[Texte]
_ _ _
LE REPAS D’AUTOMNE…par Triny Anyé-Del Tedesco.
Le repas d’automne, la Retirada.
Pour ce repas d’automne, le samedi 28 novembre, à la Pergola (Lardenne), nous avons invité Progreso Marin pour un exposé sur la Retirada.
Que ce soit pour l’une ou l’autre raison, nous étions 55 , «entre nous » dans ce restaurant que Thomas Fantini ouvrait ce samedi midi, uniquement pour l’Amicale des Anciens de Berthelot .
De ses retrouvailles, nous en sommes les acteurs , et elles nous procurent toujours la surprise de belles découvertes.
Après l’apéritif, pour réchauffement et la reconnaissance (important pour choisir son voisin de table), notre historien Berthelotin s’est adressé à un auditoire attenti f (le sujet le méritait).
La « RETIRADA », ce terme exprime toute l’amertume, la détresse des Républicains Espagnols après « la bataille de l’Ebro » (de juillet à décembre 1938 ) qui fuient le franquisme. En janvier et février 1939, 500 000 s’exilèrent en France, 100 000 passèrent parle col d’Arès (66 Prats de Mollo). En abordant ce sujet qui est l’essence de sa vie et lui a donné tout son sens, Progreso Marin*(1) a défini clairement son intention : ne pas ajouter au commémorationnisme , mais
relater cette partie de l’histoire et le désespoir des vaincus qui ont été renvoyés en Espagne, « dans la gueule de leurs bourreaux »*(2), pour alerter notre vigilance au regard des dérives actuelles de notre « ministère de l’expulsion » (sic).
Pour ceux que l’espoir portait encore en pénétrant dans le pays de la République et des Droits de l’Homme , les camps d’internement que certains appelèrent « les camps du mépris »*(3) ajoutèrent à l’humiliation et au dénuement .
_ _ _
[Lignes fournies]

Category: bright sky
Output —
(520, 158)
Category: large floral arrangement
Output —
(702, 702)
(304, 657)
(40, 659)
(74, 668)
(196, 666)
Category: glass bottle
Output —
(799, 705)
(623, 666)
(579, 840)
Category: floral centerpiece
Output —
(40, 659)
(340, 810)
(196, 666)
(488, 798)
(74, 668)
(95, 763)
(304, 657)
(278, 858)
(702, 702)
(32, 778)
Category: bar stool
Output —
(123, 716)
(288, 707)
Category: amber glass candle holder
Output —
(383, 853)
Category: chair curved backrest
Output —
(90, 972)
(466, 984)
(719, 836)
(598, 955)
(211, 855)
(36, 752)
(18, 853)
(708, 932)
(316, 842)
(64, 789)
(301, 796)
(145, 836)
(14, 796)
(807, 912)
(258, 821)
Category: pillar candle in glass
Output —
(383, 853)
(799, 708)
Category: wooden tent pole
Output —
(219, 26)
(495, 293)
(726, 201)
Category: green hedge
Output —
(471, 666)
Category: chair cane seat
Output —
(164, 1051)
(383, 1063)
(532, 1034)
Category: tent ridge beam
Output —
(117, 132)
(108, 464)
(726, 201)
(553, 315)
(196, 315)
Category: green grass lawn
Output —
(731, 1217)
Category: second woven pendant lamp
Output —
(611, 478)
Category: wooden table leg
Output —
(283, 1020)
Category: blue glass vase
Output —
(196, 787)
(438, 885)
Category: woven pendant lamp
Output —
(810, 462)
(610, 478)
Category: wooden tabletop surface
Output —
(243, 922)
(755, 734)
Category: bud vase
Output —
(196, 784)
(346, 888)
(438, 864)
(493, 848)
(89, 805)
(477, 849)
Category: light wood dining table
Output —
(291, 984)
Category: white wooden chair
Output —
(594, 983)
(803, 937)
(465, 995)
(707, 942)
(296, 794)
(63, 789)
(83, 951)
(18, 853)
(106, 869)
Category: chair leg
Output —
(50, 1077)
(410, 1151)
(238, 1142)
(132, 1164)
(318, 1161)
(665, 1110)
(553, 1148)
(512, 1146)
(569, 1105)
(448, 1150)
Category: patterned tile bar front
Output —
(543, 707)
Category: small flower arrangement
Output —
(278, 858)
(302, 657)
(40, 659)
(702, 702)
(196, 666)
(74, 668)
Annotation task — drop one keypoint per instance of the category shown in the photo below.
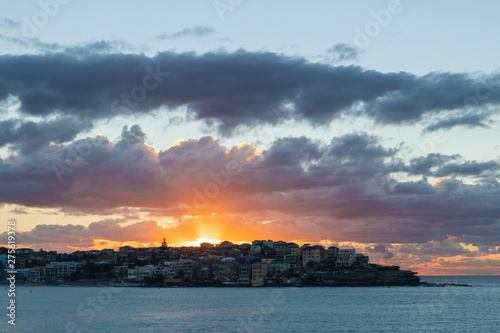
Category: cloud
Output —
(342, 190)
(342, 52)
(230, 90)
(28, 136)
(439, 165)
(19, 210)
(472, 120)
(197, 31)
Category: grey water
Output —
(311, 309)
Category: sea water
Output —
(309, 309)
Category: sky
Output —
(372, 125)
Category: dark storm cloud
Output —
(472, 120)
(28, 136)
(342, 188)
(231, 90)
(439, 165)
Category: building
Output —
(244, 274)
(225, 272)
(278, 267)
(145, 272)
(346, 257)
(61, 270)
(259, 273)
(315, 254)
(331, 255)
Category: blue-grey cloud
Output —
(197, 31)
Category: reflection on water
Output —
(371, 309)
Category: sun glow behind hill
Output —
(203, 240)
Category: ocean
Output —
(312, 309)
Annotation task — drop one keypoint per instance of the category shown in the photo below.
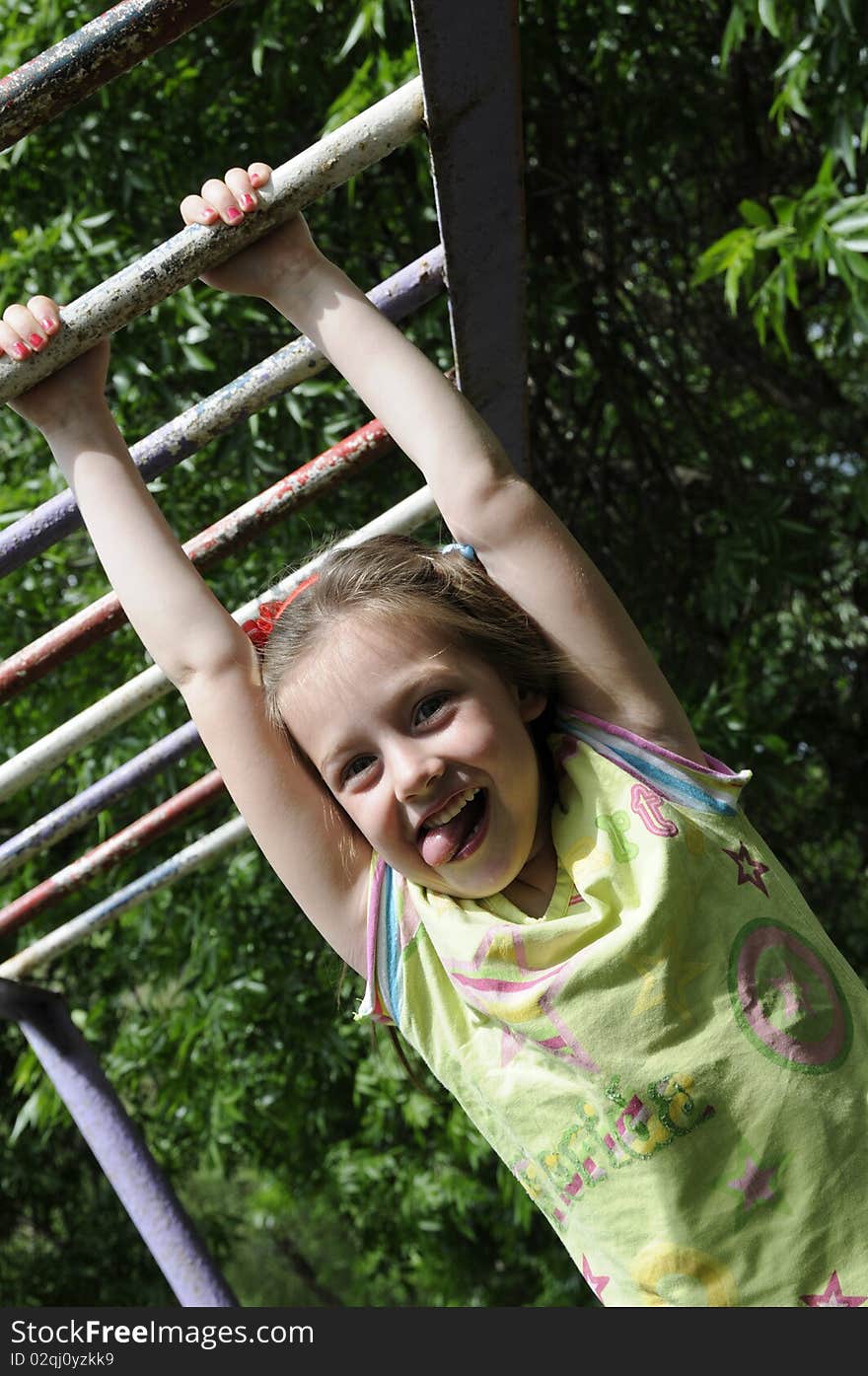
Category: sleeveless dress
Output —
_ _ _
[Consignes]
A: Extrayez telles quelles les lignes fournies, de celle qui contient « Category: sky » jusqu'à la dernière, les deux incluses, sans reprendre les images.
B: Poursuivez le compte rendu sur la Retirada à partir de l'endroit où il s'arrête.
Le compte rendu et les lignes fournies n'ont aucun rapport entre eux.

[Résultats]
A:
Category: sky
Output —
(372, 125)
Category: dark storm cloud
Output —
(472, 120)
(28, 136)
(342, 188)
(231, 90)
(439, 165)
Category: building
Output —
(244, 274)
(225, 272)
(278, 267)
(145, 272)
(346, 257)
(61, 270)
(259, 273)
(315, 254)
(331, 255)
Category: blue-grey cloud
Output —
(197, 31)
Category: reflection on water
Output —
(371, 309)
Category: sun glow behind hill
Output —
(203, 240)
Category: ocean
Output —
(312, 309)
Annotation task — drop one keypoint per instance of the category shown in the photo below.
Category: sleeveless dress
Output —

B:
Pour beaucoup, cet exil devait en faire pour toujours des combattants pour la Liberté, par leur engagement dans la Résistance, et Progreso a rappelé que la 2ème DB du Général Leclerc était aussi composée de soldats Espagnols à la libération de Paris.Pour restituer l’émotion et le « non sens »de la Retirada, Progreso Marin a choisi de commenter une photo célèbre qui a servi de modèle pour le monument de l’Exil à La Vajol (Catalogne). On peut y voir Amadeo Gracia Bamala , alors âgé de 4 ans, amputé et appareillé d’une béquille qui franchit la frontière au col d’Arès avec son père , sa sœur, amputée elle aussi d’une jambe et son frère ainé. 65 ans après, son témoignage (2003) tisse la trame douloureuse de la mémoire.
Du non sens qui fait perler les larmes , au mythe d’une République rêvée, le terreau d’une
résistance et d’une solidarité fraternelle s’est constitué . Progreso Marin en est le militant infatigable.
*(1) Progreso Marin est écrivain : (2002) Dolorès, une vie pour la liberté ; (2005) •
Exil : témoignages sur la guerre d’Espagne les camps et la résistance au franquisme ;
(2008) Exilés Espagnols, la mémoire à vif (ed Loubatières)
*(2) témoignage de Amadeo Gracia Bamala
*(3) « les camps du mépris » (1991) de René Grando, Jacques Quéralt , Xavier Febrès
Faut-il préciser que Progreso Marin est fils de Républicains Espagnols et qu’il a fait une carrière de professeur de Français.
Beaucoup de fils de ces « oubliés de l’Histoire » se sont tournés vers l’enseignement ou la médecine. A ce sujet, l’hôpital Varsovie (actuellement joseph Ducuing) fut créé par des « Guérilleros », médecins . Alain Radigalès , ancien de Berthelot, en est le directeur.
A la suite de ce douloureux épisode, bon nombre de ces expatriés devront leur survie à une solidarité de proximité. Et c’est grâce au « désir têtu » des maîtres d’école d’alors, que leurs enfants ont pu réussir leur assimilation intellectuelle.
Je vous donne rendez-vous pour un prochain bulletin, avec vos réactions et contributions.
Fidèlement vôtre.
Triny Anyé-Del Tedesco
Vos réactions sont les bienvenues.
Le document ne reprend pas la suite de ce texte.